REQUIRED WORK: When a line of the records below contains the string "orange", copy that whole line.

[Data entries]
==================================================
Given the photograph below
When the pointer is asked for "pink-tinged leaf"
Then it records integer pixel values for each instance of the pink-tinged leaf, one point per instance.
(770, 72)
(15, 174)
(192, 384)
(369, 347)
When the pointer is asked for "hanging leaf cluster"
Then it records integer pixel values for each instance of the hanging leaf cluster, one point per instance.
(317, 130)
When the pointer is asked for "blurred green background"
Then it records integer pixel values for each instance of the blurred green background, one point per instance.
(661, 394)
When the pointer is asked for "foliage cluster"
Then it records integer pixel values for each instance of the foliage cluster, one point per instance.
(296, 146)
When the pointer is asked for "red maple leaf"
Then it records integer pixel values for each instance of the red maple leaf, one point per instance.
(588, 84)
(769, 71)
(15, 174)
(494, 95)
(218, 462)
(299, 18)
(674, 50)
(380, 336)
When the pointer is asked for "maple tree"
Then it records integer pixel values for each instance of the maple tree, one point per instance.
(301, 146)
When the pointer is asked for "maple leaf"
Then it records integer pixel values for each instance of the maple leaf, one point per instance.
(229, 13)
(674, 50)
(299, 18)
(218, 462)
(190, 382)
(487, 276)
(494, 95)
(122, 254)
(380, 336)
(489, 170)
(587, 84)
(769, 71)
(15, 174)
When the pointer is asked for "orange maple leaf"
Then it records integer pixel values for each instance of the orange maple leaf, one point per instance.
==================================================
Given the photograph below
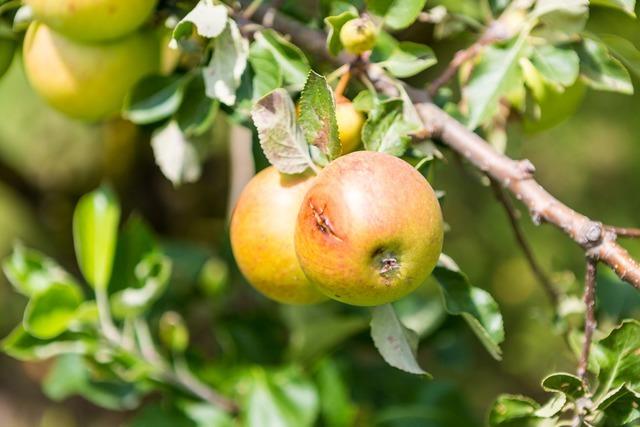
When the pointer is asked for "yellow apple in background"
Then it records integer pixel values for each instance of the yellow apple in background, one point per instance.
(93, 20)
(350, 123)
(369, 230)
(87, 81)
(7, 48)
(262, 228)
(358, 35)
==================================================
RESULT:
When the pointer is asked for "orange maple leaf"
Then it records integer pixel values for each instance of the orange maple leaf, one point per instance.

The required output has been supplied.